TEKST DO ANALIZY -

Naukowcy wiedzą, w jakiej kolejności pojawiają się objawy COVID-19. To bardzo ważne przed jesienną falą zachorowań

Najpierw pojawia się gorączka i kaszel, wkrótce zaczynamy odczuwać ból mięśni, następnie dołączają objawy ze strony układu pokarmowego, a więc nudności i wymioty. Potem zaczyna nam dokuczać biegunka. Tak zaczyna się COVID-19.

- Kolejność objawów ma znaczenie - mówi Joseph Larsen z Uniwersytetu Południowej Kalifornii (USC) w Los Angeles, główny autor badania. Szczególnie w przypadku tak podobnych pod względem objawów chorób, jak grypa, COVID-19, bliskowschodni zespół niewydolności oddechowej (MERS) oraz zespół ostrej niewydolności oddechowej (SARS). Znajomość kolejności pojawiania się objawów ułatwia lekarzom podjęcie decyzji co do kierunku leczenia. A to także droga do skrócenia czasu hospitalizacji.

Aby porównać jak następują po sobie objawy u osób z COVID-19 i grypą, przeanalizowano dane medyczne 2470 osób chorujących na sezonową grypę w latach 1994-1998, mieszkających w Ameryce Północnej, Europie oraz Australii. Natomiast dane dotyczące objawów zakażenia koronawirusem pochodzą od 55 000 osób z Chin z danych zebranych przez Światową Organizację Zdrowia w początkowym okresie epidemii. Ponadto uwzględniono informacje na temat objawów zakażenia zebrane przez Chińską Komisję Zdrowia i obejmujące okres od 11 grudnia 2019 roku do 29 stycznia 2020.

Zobacz wideo Pandemia trwa, a wakacje się kończą. Uczniowie mają wrócić do szkół

Gorączka, kaszel, ból mięśni, nudności i/lub wymioty, biegunka

- Taka jest prawdopodobnie kolejność objawów COVID-19 - uważają naukowcy. A znając ten "porządek" możemy sami zorientować się, co do natury naszej choroby i poddać się samoizolacji lub szukać wcześniej pomocy medycznej. Możemy dzięki temu wystrzegać się ryzyka zakażenia innych osób.

(Zapisane wiersze)

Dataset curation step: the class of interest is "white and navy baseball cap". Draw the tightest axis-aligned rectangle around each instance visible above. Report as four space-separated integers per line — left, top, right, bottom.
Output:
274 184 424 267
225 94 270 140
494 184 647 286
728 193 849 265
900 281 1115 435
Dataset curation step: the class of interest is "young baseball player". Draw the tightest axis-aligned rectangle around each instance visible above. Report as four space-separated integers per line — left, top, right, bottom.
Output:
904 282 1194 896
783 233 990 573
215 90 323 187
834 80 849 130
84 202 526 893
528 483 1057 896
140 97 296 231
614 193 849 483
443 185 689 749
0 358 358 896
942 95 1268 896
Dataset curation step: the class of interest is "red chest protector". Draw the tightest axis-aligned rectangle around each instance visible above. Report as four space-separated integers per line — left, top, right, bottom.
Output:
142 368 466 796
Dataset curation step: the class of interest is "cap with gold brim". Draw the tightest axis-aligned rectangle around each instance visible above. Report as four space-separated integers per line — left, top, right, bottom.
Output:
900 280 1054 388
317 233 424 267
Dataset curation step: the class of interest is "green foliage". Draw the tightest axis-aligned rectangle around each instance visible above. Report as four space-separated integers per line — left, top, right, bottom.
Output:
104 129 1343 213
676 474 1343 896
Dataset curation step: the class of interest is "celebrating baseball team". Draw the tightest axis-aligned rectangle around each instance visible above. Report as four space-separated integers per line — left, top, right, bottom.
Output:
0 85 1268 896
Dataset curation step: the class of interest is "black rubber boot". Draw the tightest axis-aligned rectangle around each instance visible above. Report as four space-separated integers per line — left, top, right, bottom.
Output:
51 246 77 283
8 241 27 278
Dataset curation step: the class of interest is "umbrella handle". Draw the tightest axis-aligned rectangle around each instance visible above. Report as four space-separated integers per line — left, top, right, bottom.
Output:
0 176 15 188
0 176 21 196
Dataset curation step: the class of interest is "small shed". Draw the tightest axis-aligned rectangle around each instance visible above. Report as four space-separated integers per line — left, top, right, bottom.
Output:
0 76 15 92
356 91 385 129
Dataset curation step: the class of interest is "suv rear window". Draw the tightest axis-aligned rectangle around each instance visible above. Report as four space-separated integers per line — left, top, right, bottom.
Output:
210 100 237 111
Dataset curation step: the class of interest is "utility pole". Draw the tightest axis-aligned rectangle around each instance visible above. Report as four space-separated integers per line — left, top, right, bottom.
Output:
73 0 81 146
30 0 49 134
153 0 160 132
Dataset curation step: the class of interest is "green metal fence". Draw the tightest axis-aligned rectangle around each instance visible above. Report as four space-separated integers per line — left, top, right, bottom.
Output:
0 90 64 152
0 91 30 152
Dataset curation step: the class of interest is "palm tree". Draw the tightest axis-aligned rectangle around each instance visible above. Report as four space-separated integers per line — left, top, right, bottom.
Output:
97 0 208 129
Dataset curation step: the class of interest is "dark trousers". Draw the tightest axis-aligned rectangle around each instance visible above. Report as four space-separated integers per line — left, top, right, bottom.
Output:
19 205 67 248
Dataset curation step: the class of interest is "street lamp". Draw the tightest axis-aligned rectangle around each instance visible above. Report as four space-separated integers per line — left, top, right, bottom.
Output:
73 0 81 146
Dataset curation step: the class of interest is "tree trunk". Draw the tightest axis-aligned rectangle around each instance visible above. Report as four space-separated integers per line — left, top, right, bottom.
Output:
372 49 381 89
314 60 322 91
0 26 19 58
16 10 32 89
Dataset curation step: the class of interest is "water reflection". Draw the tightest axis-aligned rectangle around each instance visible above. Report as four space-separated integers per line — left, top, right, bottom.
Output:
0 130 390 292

==

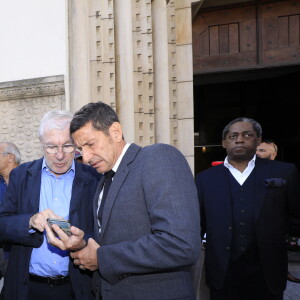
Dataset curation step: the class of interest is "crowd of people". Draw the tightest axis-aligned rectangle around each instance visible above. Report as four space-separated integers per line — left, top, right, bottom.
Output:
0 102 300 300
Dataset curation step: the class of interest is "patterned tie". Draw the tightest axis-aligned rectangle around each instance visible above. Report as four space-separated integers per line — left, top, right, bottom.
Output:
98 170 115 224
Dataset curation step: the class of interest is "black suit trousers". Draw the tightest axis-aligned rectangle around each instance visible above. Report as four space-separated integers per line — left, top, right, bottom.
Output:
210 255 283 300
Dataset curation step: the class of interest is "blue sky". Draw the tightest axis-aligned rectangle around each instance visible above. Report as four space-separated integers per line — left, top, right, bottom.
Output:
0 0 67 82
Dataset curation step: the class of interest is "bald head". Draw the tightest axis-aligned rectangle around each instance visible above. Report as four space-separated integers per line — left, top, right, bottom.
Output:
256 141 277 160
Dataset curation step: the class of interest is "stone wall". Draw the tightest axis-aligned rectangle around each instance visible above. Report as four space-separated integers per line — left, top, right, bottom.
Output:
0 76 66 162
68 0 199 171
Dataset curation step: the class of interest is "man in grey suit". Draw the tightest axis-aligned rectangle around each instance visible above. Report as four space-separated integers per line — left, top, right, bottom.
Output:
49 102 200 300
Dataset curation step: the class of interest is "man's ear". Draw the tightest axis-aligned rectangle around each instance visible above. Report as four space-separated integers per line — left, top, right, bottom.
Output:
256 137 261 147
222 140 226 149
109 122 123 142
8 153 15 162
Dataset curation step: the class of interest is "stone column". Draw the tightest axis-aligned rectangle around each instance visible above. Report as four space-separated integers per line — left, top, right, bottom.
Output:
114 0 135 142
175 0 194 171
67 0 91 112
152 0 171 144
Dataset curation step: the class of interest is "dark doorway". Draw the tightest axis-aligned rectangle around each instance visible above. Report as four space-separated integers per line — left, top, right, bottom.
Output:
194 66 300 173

DO WYKONANIA A -
Dane ilu osób chorujących na sezonową grypę przeanalizowano w tekście o kolejności objawów COVID-19?
DO WYKONANIA B -
Kontynuuj tekst o kolejności objawów COVID-19, zaczynając od miejsca, w którym się kończy.
Wiersze nie mają tu żadnego znaczenia.

ODPOWIEDŹ PISEMNA A -
Przeanalizowano dane 2470 osób.

ODPOWIEDŹ PISEMNA B -
Sami lekarze natomiast, wiedząc jak przebiega zakażenie, mogą szybciej zdiagnozować koronawirusowe zakażenie lub też wykluczyć inne choroby. Łatwiej podjąć decyzję, co do kierunku leczenia. Jeżeli pacjent rozpocznie odpowiednio wcześnie leczenie jest szansa, że przejdzie chorobę łagodniej.

Odkrycia naukowców z USC są też o tyle ważne, że przychodzą w newralgicznym momencie, tuż przed jesienno-zimowym szczytem zachorowań na grypę. Objawy obu infekcji są dość podobne, a więc i mylące. Gorączka i kaszel może wskazywać i na COVID-19 i na grypę, a także na takie choroby układu oddechowego, jak MERS i SARS.

Czym jednak odróżnia się COVID-19?

Wydaje się, że w przypadku COVID-19 objawy niedyspozycji górnego odcinka przewodu pokarmowego pojawiają się wcześniej niż w dolnego. Czyli najpierw mamy nudności lub wymioty, a dopiero potem dołącza biegunka, co jest przeciwieństwem MERS i SARS.

- zauważają autorzy badania.

Badanie zrealizowano pod kierunkiem Uniwersytetu Południowej Kalifornii, a wyniki opublikowane zostały w czasopiśmie "Frontiers in Public Health".